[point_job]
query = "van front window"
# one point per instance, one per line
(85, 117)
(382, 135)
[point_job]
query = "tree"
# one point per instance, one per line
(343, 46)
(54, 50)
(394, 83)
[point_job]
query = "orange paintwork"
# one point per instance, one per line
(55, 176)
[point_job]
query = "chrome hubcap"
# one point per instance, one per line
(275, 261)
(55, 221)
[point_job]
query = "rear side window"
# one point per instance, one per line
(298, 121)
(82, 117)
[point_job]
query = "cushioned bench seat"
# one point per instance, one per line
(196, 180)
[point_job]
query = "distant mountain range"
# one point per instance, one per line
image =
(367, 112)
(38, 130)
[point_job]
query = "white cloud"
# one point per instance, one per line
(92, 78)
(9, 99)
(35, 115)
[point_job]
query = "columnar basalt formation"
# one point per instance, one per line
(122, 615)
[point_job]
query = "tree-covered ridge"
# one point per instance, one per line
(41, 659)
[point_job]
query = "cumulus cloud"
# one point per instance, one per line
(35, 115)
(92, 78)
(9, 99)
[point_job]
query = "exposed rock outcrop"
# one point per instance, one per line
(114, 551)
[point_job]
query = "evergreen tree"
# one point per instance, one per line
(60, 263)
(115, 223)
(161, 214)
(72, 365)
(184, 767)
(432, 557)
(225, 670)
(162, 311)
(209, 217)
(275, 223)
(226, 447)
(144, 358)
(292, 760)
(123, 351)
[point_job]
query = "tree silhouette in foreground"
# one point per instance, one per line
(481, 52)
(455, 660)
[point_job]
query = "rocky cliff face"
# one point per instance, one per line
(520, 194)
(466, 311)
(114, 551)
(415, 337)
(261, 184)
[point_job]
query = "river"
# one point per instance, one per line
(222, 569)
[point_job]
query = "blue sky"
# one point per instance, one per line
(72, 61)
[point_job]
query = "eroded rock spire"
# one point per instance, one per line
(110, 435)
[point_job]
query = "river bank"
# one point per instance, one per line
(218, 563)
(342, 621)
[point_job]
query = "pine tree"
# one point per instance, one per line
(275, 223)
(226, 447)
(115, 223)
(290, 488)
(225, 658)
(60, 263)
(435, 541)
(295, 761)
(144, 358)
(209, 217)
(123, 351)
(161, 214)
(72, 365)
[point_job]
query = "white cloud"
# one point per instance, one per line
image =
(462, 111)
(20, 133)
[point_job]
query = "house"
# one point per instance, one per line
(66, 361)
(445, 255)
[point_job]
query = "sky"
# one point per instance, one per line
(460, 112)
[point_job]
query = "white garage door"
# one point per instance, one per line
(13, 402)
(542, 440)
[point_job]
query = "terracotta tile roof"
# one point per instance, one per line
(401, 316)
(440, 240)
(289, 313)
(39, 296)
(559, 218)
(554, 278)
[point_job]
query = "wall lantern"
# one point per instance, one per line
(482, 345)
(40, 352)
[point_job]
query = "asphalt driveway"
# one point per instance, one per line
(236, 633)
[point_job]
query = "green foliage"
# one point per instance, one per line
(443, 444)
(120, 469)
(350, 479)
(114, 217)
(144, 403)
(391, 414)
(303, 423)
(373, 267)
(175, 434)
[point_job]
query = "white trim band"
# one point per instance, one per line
- - - - -
#### [Exercise directions]
Would you reproduce the full listing without changing a single word?

#### [Solution to the exercise]
[point_job]
query = "van front window"
# one point per instance, one per line
(85, 117)
(382, 135)
[point_job]
query = "tree"
# one point per instance, one per line
(343, 46)
(54, 50)
(394, 83)
[point_job]
query = "orange paintwork"
# one point per instance, one per line
(55, 176)
[point_job]
query = "chrome hubcap"
# one point per instance, one per line
(275, 261)
(55, 221)
[point_job]
query = "rear side window"
# one point per instance, one per line
(298, 121)
(82, 117)
[point_job]
query = "cushioned bench seat"
# one point per instance, one per line
(196, 180)
[point_job]
query = "distant mountain range"
# one point per instance, one per line
image =
(367, 112)
(38, 130)
[point_job]
query = "white cloud"
# one point per instance, one per line
(92, 78)
(9, 99)
(35, 115)
[point_job]
query = "columnar basalt formation"
# one point per instance, one per line
(122, 615)
[point_job]
query = "tree-covered ridge"
# one point per instance, one per line
(41, 659)
[point_job]
query = "cumulus cloud"
# one point per instance, one per line
(35, 115)
(92, 78)
(9, 99)
[point_job]
query = "exposed rock outcrop"
# one point per instance, one per line
(114, 551)
[point_job]
query = "evergreen tree"
# one point per instance, one per line
(60, 263)
(115, 223)
(161, 214)
(72, 365)
(184, 767)
(432, 557)
(225, 670)
(162, 311)
(209, 217)
(275, 223)
(226, 447)
(144, 358)
(292, 760)
(123, 351)
[point_job]
query = "tree silhouette in foreground"
# one point per instance, one per line
(481, 52)
(455, 660)
[point_job]
query = "rocky cliff face"
# one point per instance, one per line
(520, 194)
(466, 311)
(114, 551)
(415, 337)
(261, 184)
[point_job]
query = "river"
# one point per instance, one per line
(222, 569)
[point_job]
query = "blue sky"
# one point per instance, one per line
(72, 61)
[point_job]
query = "eroded rock spire"
# one point per instance, one per line
(110, 435)
[point_job]
query = "river bank"
# one point per instance, one per line
(218, 563)
(342, 621)
[point_job]
query = "pine tree"
# one point per instance, one per line
(275, 223)
(226, 447)
(115, 223)
(290, 488)
(225, 658)
(60, 263)
(435, 541)
(295, 761)
(144, 358)
(209, 217)
(123, 351)
(161, 214)
(72, 365)
[point_job]
query = "white cloud"
# one point per instance, one per line
image =
(462, 111)
(20, 133)
[point_job]
query = "house"
# one point per instance, one per line
(66, 361)
(445, 255)
[point_job]
query = "sky"
# one point per instance, one per line
(460, 112)
[point_job]
query = "white garage door"
# one point per instance, one per line
(13, 402)
(542, 440)
[point_job]
query = "terracotta tile roof"
# one point per instance, one per line
(401, 316)
(440, 240)
(289, 313)
(39, 296)
(559, 218)
(554, 278)
[point_job]
query = "wall lantern"
# one point per instance, one per line
(482, 345)
(40, 352)
[point_job]
query = "asphalt driveway"
# one point per instance, one per line
(236, 633)
[point_job]
query = "green foliage"
# one point per instance, one per line
(443, 444)
(120, 469)
(350, 479)
(114, 217)
(144, 403)
(391, 414)
(303, 423)
(373, 267)
(175, 434)
[point_job]
query = "white trim band"
# one point per instance, one per line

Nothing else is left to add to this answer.